======== Available data

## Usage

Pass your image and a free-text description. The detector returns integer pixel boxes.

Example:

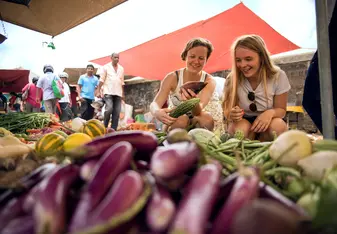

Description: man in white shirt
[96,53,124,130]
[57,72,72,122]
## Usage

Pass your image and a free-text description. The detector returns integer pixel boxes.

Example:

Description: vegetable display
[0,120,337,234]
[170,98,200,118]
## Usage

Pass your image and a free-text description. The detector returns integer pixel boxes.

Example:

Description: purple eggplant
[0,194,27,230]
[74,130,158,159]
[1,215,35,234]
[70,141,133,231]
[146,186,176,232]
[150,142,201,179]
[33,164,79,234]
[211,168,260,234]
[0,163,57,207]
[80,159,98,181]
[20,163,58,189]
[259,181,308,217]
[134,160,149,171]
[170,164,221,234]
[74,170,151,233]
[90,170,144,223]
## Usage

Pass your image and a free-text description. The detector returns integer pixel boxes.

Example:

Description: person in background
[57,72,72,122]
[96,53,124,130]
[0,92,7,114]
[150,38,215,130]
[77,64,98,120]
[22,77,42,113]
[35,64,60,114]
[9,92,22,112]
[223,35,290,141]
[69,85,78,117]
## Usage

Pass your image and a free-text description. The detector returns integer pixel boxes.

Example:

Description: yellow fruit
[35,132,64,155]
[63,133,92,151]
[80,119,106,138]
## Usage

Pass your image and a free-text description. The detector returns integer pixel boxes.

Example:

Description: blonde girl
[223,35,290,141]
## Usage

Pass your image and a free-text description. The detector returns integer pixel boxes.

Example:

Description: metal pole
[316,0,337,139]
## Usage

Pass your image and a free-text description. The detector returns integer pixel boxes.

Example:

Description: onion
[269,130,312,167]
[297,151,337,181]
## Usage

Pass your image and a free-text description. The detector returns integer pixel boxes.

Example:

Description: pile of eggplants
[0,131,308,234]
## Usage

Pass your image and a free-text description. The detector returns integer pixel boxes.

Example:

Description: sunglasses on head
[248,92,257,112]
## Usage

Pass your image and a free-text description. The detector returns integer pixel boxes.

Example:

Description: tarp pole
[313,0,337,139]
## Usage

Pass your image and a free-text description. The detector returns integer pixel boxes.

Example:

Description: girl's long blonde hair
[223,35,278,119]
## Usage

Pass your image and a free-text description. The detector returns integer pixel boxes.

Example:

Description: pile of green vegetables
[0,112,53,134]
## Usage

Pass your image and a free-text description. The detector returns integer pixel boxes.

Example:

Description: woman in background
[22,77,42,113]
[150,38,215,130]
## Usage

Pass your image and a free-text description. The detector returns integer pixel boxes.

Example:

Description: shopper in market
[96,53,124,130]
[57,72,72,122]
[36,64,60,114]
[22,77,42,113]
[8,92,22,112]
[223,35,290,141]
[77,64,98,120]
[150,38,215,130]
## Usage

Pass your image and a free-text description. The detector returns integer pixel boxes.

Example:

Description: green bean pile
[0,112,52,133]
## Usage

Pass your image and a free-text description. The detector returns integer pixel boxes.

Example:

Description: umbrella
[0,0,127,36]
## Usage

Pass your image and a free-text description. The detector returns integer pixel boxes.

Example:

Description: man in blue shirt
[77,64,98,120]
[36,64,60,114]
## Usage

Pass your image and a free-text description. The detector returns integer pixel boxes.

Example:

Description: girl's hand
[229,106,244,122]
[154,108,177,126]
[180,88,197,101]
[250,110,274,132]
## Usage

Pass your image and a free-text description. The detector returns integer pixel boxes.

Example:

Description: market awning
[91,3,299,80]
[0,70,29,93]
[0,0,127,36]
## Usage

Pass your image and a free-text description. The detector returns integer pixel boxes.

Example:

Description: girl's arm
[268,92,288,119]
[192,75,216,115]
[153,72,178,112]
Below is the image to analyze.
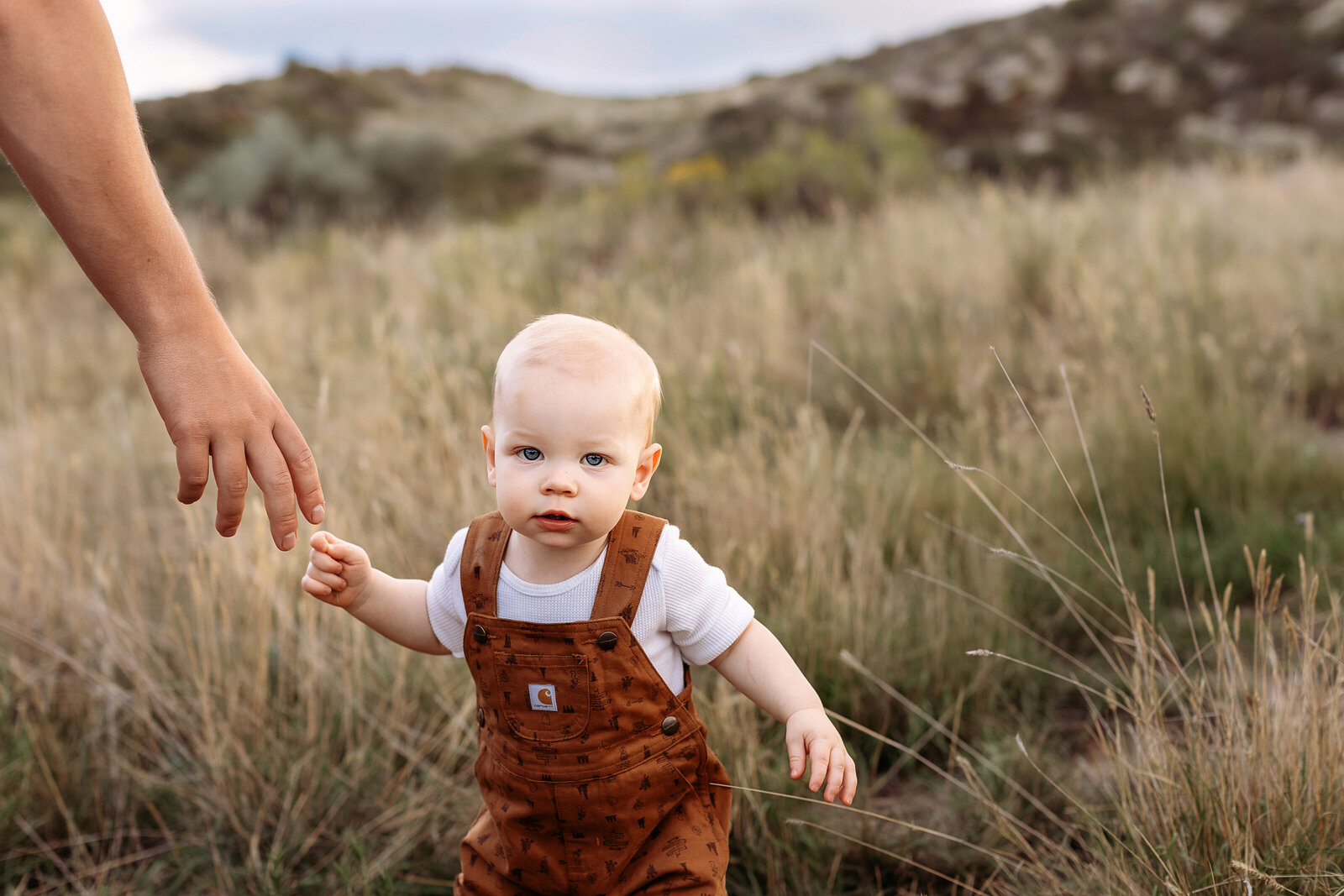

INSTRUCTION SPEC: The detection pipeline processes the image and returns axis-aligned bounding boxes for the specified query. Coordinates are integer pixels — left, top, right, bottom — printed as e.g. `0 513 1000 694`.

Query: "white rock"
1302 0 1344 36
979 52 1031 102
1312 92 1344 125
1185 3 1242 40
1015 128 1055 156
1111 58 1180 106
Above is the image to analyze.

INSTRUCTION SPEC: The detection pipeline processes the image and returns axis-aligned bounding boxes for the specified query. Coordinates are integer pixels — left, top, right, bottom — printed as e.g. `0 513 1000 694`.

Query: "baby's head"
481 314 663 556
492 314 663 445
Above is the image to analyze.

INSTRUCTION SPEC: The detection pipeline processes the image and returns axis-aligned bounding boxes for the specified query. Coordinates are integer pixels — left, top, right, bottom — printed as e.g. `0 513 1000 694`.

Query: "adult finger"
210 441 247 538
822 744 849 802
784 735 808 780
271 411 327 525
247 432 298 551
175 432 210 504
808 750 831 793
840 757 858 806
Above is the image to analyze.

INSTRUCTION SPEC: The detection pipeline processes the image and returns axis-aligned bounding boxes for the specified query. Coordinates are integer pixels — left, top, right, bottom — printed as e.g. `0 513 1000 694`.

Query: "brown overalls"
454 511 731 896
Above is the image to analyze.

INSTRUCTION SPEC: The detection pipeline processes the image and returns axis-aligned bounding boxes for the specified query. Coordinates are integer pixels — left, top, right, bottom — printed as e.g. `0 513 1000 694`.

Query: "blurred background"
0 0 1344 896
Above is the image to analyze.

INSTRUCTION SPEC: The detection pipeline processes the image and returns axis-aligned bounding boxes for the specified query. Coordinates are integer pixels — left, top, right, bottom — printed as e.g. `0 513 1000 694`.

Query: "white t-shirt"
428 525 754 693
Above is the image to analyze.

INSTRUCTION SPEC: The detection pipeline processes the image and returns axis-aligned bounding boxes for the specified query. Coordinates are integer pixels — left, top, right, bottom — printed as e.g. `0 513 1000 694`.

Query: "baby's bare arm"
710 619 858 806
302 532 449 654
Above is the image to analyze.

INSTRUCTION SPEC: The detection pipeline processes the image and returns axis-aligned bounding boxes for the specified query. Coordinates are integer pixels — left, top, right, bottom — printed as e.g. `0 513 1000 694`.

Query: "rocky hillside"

================

• _The exercise_: Omitting all images, retype each line of the records precisely.

• _Solution to the problem_:
## Usage

Pass your image and a free-text description. The detector returns integer pixel boxes.

Example:


Description: man in white shirt
[96,53,124,130]
[57,72,72,122]
## Usage

Pass your image and a free-text description. The detector returns integer pixel boxes.

Example:

Description: vegetable display
[0,120,337,234]
[170,98,200,118]
## Usage

Pass your image and a free-text description. The detector returns integer pixel boxes.

Example:

Description: purple eggplant
[0,194,27,230]
[74,130,158,159]
[1,215,35,234]
[70,141,133,231]
[146,186,176,232]
[150,142,201,179]
[33,164,79,234]
[211,168,260,234]
[0,163,57,207]
[80,159,98,181]
[20,163,58,189]
[259,181,308,217]
[134,160,149,171]
[170,164,221,234]
[74,170,151,233]
[90,170,144,223]
## Usage

Pass your image and a free-text description. The detector returns integer pixel boxes.

Example:

Description: person in background
[57,72,72,122]
[96,53,124,130]
[0,92,7,114]
[150,38,215,130]
[77,64,98,120]
[22,77,42,113]
[35,64,60,114]
[9,92,22,112]
[223,35,290,141]
[69,85,78,117]
## Usage

Pass your image and a free-text description. The detector returns integer pixel boxes.

Example:

Description: yellow fruit
[35,132,64,155]
[63,133,92,151]
[80,119,106,138]
## Usage

Pass your image and a free-text description. The detector returns integer pixel boxes.

Example:

Description: blonde girl
[223,35,290,141]
## Usage

Pass your image and a free-text description. The detector returns integer pixel boxes.

Example:

Description: metal pole
[316,0,337,139]
## Usage

Pass your image and a free-text description. The detector returns integer pixel boxes.

Example:

Description: onion
[269,130,312,167]
[297,151,337,181]
## Usage

Pass your image and a free-text description. The detector returns integer pixel boxes.

Example:

Description: pile of eggplants
[0,131,308,234]
## Usage

Pass your image and a free-text description. The detector returns integer pixel boxes.

Example:

Description: sunglasses on head
[248,92,257,112]
## Usage

Pass your image and a free-text description. The detector returns integer pixel boxes.

Example:

Description: tarp pole
[313,0,337,139]
## Usage

Pass your image and a free-text description. The detector returns integer pixel boxes.

Example:

Description: girl's long blonde hair
[223,35,278,119]
## Usage

Pass your image and a free-text description. The detector returns integer pixel boxes.

Example:

Description: pile of green vegetables
[0,112,53,134]
## Usage

Pass your image and a free-text description. The detector returns integer pixel boxes.

Example:

Description: woman in background
[22,77,42,113]
[150,38,215,130]
## Usage

Pass your image and a free-text description. The detector returns integer pixel boxes.

Example:

Description: shopper in market
[96,53,124,130]
[57,72,72,122]
[36,64,60,114]
[22,77,42,113]
[8,92,22,112]
[223,35,290,141]
[77,64,98,120]
[150,38,215,130]
## Usage

Pass your image and a free-text description. The detector returns integer pixel boxes.

Example:

Description: green bean pile
[0,112,52,133]
## Usage

Pass your image and a free-text description. The detector returns integer pixel boxes.

Example:

Description: umbrella
[0,0,127,36]
## Usage

Pass your image and a free-text description. The detector returns integer pixel boxes.

Example:

Description: man in blue shirt
[77,64,98,120]
[36,64,60,114]
## Usage

Pass your image and a free-text description. The detector returns integer pixel boxes.

Example:

Description: girl's hand
[229,106,244,122]
[154,108,177,126]
[180,88,197,101]
[250,110,274,132]
## Usage

Pass your image and a free-text description. The detector returns integer pixel boxes.

Example:

Description: market awning
[91,3,299,80]
[0,70,29,93]
[0,0,127,36]
## Usage

Pass your image and a free-text description. The detector returns integer pixel boxes.

Example:

Description: girl's arm
[268,92,288,119]
[192,75,216,115]
[153,72,178,112]
Below is the image to analyze.

INSTRUCTION SPEC: The detection pipeline processes the image and returns axis-aligned bounding boxes for the specified query. Coordinates are integer pixels — left, top, right, bottom — printed as e.g. `0 513 1000 694`.

Query: "white rock"
1302 0 1344 36
979 52 1031 102
1312 92 1344 125
1185 3 1242 40
1015 128 1055 156
1111 58 1180 106
Above is the image to analyze.

INSTRUCTION SPEC: The detection pipeline processes the image and returns axis-aligned bounding boxes for the specified query. Coordinates are integer pixels — left, top, right, bottom — printed as e.g. `0 513 1000 694`.

Query: "baby's head"
481 314 663 556
492 314 663 445
Above is the image to analyze.

INSTRUCTION SPEC: The detection pipeline processes the image and returns axis-aligned bounding boxes for the specified query. Coordinates are integer pixels — left, top, right, bottom — printed as e.g. `0 513 1000 694`.

Query: "adult finger"
210 441 247 538
822 744 849 802
784 735 808 780
271 411 327 525
247 432 298 551
175 432 210 504
808 750 831 793
840 757 858 806
Above is the image to analyze.

INSTRUCTION SPEC: The detection pipeline processes the image and returns axis-aligned bounding boxes for the specified query. Coordinates are integer pixels — left, top, right, bottom — printed as e.g. `0 513 1000 694`.

Query: "brown overalls"
454 511 731 896
Above is the image to analyze.

INSTRUCTION SPEC: The detection pipeline processes the image and returns axis-aligned bounding boxes for the specified query. Coordinates are integer pixels — left, top, right, bottom — printed as e.g. `0 513 1000 694`.

Query: "blurred background"
0 0 1344 896
Above is the image to analyze.

INSTRUCTION SPEC: The detection pipeline processes the image and returns axis-aligned bounding boxes for the specified query. Coordinates are integer pixels — left, top, right, bottom — printed as e.g. `0 513 1000 694`.

Query: "white t-shirt"
428 525 754 693
Above is the image to analyze.

INSTRUCTION SPEC: The detection pipeline processes the image and returns axis-aligned bounding boxes for the specified query. Coordinates are integer pixels — left, top, right, bottom — printed as e.g. `0 513 1000 694`.

Query: "baby's bare arm"
710 619 858 806
302 532 449 654
Above is the image to analyze.

INSTRUCTION SPEC: The detection pipeline processes the image and returns axis-aligned bounding boxes for the specified query. Coordinates are integer pixels — left, top, right, bottom — printed as e.g. `0 513 1000 694`.

Query: "rocky hillside"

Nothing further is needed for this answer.